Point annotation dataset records
---*---

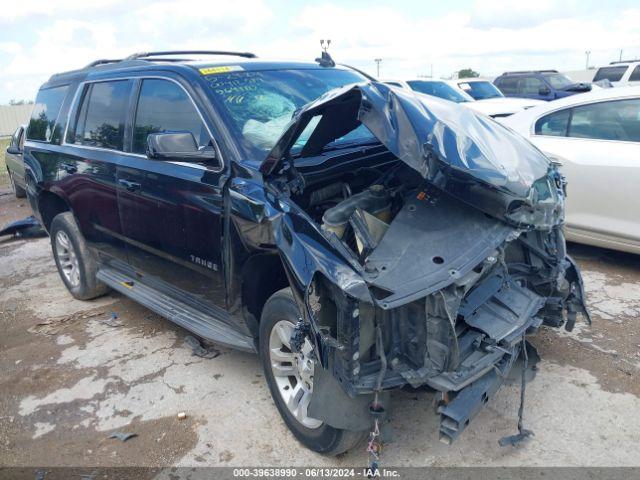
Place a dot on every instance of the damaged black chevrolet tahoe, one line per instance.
(360, 238)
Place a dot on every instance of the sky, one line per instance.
(413, 38)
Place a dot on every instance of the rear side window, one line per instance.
(164, 106)
(508, 85)
(554, 124)
(43, 125)
(613, 74)
(101, 118)
(530, 86)
(615, 120)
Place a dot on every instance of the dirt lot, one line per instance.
(69, 377)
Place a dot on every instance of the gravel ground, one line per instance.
(70, 377)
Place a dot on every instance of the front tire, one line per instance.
(76, 265)
(290, 378)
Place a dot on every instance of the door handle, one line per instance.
(130, 186)
(69, 167)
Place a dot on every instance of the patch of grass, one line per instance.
(4, 176)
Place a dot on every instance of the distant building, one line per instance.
(12, 116)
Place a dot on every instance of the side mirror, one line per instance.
(180, 146)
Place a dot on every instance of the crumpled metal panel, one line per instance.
(421, 130)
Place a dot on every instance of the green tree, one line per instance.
(468, 73)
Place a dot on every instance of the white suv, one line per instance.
(620, 73)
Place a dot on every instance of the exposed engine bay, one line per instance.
(448, 268)
(453, 290)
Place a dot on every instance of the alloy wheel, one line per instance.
(293, 372)
(67, 258)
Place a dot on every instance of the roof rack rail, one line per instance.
(530, 71)
(146, 55)
(103, 61)
(624, 61)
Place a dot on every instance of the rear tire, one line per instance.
(18, 191)
(76, 264)
(312, 433)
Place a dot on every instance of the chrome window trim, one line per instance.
(532, 128)
(74, 105)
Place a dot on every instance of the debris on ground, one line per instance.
(112, 321)
(198, 349)
(53, 326)
(123, 436)
(26, 228)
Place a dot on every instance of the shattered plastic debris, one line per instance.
(112, 321)
(25, 228)
(53, 326)
(198, 350)
(123, 436)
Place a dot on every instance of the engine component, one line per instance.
(375, 200)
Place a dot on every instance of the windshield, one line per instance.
(480, 90)
(438, 89)
(261, 104)
(557, 80)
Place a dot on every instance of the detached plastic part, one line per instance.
(25, 228)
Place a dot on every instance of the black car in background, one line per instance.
(360, 238)
(13, 160)
(539, 85)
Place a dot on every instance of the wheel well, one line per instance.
(50, 205)
(262, 276)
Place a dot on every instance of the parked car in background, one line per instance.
(14, 162)
(620, 73)
(449, 90)
(539, 84)
(280, 208)
(596, 138)
(486, 92)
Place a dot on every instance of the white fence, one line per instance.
(12, 116)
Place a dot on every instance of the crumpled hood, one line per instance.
(448, 144)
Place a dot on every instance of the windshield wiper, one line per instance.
(330, 147)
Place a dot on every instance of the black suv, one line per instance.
(539, 84)
(359, 237)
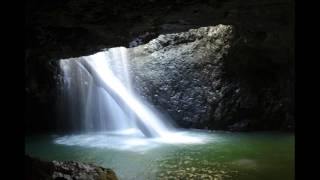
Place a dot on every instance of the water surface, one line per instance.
(216, 155)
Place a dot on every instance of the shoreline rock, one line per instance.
(37, 169)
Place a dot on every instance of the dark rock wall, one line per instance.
(202, 80)
(261, 50)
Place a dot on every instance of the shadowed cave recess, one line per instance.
(245, 81)
(197, 89)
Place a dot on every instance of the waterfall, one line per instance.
(98, 94)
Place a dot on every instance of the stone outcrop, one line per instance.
(259, 63)
(188, 76)
(70, 170)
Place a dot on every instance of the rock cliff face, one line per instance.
(258, 64)
(188, 76)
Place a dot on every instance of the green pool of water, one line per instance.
(222, 155)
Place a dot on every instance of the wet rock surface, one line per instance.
(252, 86)
(69, 170)
(188, 76)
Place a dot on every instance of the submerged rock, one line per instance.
(67, 170)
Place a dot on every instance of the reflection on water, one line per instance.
(219, 155)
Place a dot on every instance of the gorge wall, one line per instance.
(248, 84)
(194, 78)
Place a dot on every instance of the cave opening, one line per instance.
(160, 90)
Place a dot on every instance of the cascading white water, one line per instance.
(97, 93)
(100, 96)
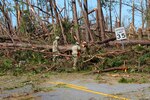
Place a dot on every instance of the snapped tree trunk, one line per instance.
(101, 20)
(85, 21)
(75, 19)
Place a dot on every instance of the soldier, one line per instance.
(75, 54)
(55, 48)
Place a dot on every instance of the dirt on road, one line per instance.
(135, 86)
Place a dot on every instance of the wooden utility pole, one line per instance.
(101, 19)
(75, 19)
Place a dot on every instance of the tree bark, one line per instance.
(101, 20)
(75, 19)
(85, 21)
(133, 12)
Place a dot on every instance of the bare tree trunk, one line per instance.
(87, 20)
(8, 20)
(148, 8)
(75, 19)
(18, 14)
(101, 19)
(133, 12)
(120, 13)
(110, 16)
(53, 22)
(97, 23)
(142, 14)
(55, 10)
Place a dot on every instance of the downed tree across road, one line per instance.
(131, 42)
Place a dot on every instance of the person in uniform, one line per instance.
(75, 54)
(55, 48)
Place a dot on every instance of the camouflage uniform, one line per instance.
(55, 48)
(75, 50)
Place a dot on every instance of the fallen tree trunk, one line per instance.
(131, 42)
(34, 46)
(107, 40)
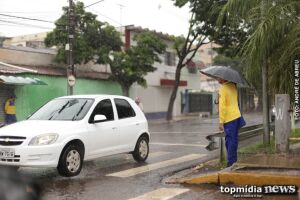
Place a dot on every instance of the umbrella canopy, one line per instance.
(225, 73)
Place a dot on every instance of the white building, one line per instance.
(155, 98)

---*---

Exercise task ▸
Copy every record above exactly as written, but leave out the pictures.

Written solution ▸
Place a dot on every instance of the damaged black chevrolet tahoe, one line per instance.
(360, 238)
Place a dot on every instance of the sky, one line per instance.
(413, 38)
Place a dot on every instance of the rear side window, one line per instance.
(164, 106)
(508, 85)
(554, 124)
(43, 125)
(613, 74)
(101, 118)
(530, 86)
(615, 120)
Place a dot on every instance of the dirt lot, one line per instance.
(69, 377)
Place a dot on every instance of the gravel ground, one line per instance.
(70, 377)
Place a dot on every instance of the front tire, one line per instance.
(76, 265)
(290, 378)
Place a dot on every instance of the door handle, one line per instance.
(130, 186)
(69, 167)
Place a dot on every instance of the patch of grass, one line per instance.
(4, 176)
Place a dot on every instance of the distant building, one line per instance.
(12, 116)
Place a dot on every instance of the side mirror, one line per instance.
(180, 146)
Place a dot on every instance of the crumpled metal panel, one line per instance.
(421, 130)
Place a dot on every instance of the green tree, one line per instance.
(468, 73)
Place a dot on every instance of the white suv, one line per instance.
(620, 73)
Place a dot on every instance of the exposed engine bay, one line per instance.
(448, 268)
(453, 290)
Place a dot on every instance of the alloy wheel, one line per instance.
(293, 372)
(67, 258)
Place a dot on every instance of the roof rack rail, one line per instance.
(530, 71)
(146, 55)
(103, 61)
(624, 61)
Place a dot on every instance of the rear tire, one line per instance.
(18, 191)
(76, 264)
(312, 433)
Place a dot on every instance of the chrome window trim, one line per instance.
(532, 128)
(74, 105)
Place a dot on every instance of the debris on ground, one line per instance.
(112, 321)
(198, 349)
(53, 326)
(123, 436)
(26, 228)
Place a dot on every instance of the shattered plastic debris, one line per instance.
(112, 321)
(25, 228)
(53, 326)
(198, 350)
(123, 436)
Place a dot on every instance of the engine component, one line per instance.
(375, 200)
Place a dot on every instance of the windshield, one line per instance.
(480, 90)
(438, 89)
(261, 104)
(557, 80)
Place a dot on every instance of the detached plastic part, one line per instance.
(25, 228)
Place a dot on every instance of the black car in background, one line per instance.
(360, 238)
(13, 160)
(539, 85)
Place a dot on every instance of the wheel well, one line per instance.
(50, 205)
(262, 276)
Place a dot on every instance of the parked car in background, one line per instance.
(14, 162)
(620, 73)
(449, 90)
(539, 84)
(280, 208)
(596, 138)
(486, 92)
Place a dot on every instance of the white fence, one line per instance.
(12, 116)
Place a dot on every instance of the crumpled hood, one line per instance.
(448, 144)
Place a dot on every instance of the windshield wiper, one line per instance.
(330, 147)
Place a dot on every instance of the black suv, one line per instance.
(539, 84)
(359, 237)
Place a dot on every instance of the water surface, one line per instance.
(216, 155)
Place a dot on every instance of the shoreline rock, one line per instance.
(37, 169)
Place a dot on every instance of the dark rock wall, one line per instance.
(202, 80)
(261, 50)
Place a dot on every instance of the shadowed cave recess, one line per instance.
(245, 81)
(197, 89)
Place a dot on every instance of the waterfall, one line per instance.
(98, 94)
Place a dot on every instance of the stone outcrop, one line per instance.
(259, 63)
(188, 76)
(70, 170)
Place a dot on every instance of the rock cliff face, one line per instance.
(258, 64)
(188, 76)
Place a dot on every instance of the green pool of water, one line per instance.
(222, 155)
Place a dot on every instance of the wet rock surface, one line per instance.
(252, 86)
(69, 170)
(188, 76)
Place a dot on every instance of the submerged rock, one line per instance.
(67, 170)
Place a dot on every instance of the reflection on water, one line per instance.
(219, 155)
Place a dot on every instance of the gorge wall, one line per instance.
(248, 84)
(194, 78)
Place a dot on every instance of the cave opening, one line per instance.
(160, 90)
Place a dot on every instance of the cascading white water, one line per instance.
(97, 93)
(100, 96)
Place a dot on every instance of the snapped tree trunk, one line per instance.
(101, 20)
(85, 21)
(75, 19)
Place a dot on every instance of the soldier, one line per instance.
(75, 54)
(55, 48)
Place a dot on every instance of the dirt on road, one line per instance.
(135, 86)
Place a dot on every instance of the wooden utility pole, one line per instance.
(101, 19)
(75, 19)
Place a dot on every instance of the tree bark, one line per instance.
(101, 20)
(75, 19)
(85, 21)
(133, 12)
Place a dot on every instance of the bare tree trunk, one line per instance.
(87, 20)
(8, 20)
(148, 8)
(75, 19)
(18, 14)
(101, 19)
(133, 12)
(120, 13)
(110, 16)
(53, 22)
(97, 23)
(142, 14)
(55, 10)
Place a dot on every instance of the downed tree across road, one line per instance.
(131, 42)
Place a dot on every instance of the person in uniform, one line per instance.
(75, 54)
(55, 48)
Place a dot on every instance of the camouflage uniform, one line per instance.
(55, 48)
(75, 50)
Place a dot on every instance of the fallen tree trunk, one line per instance.
(131, 42)
(34, 46)
(107, 40)
Place a dot on every instance of the umbrella canopy, one line per instance.
(225, 73)
Place a dot on every instance of the white building, one line per instance.
(155, 98)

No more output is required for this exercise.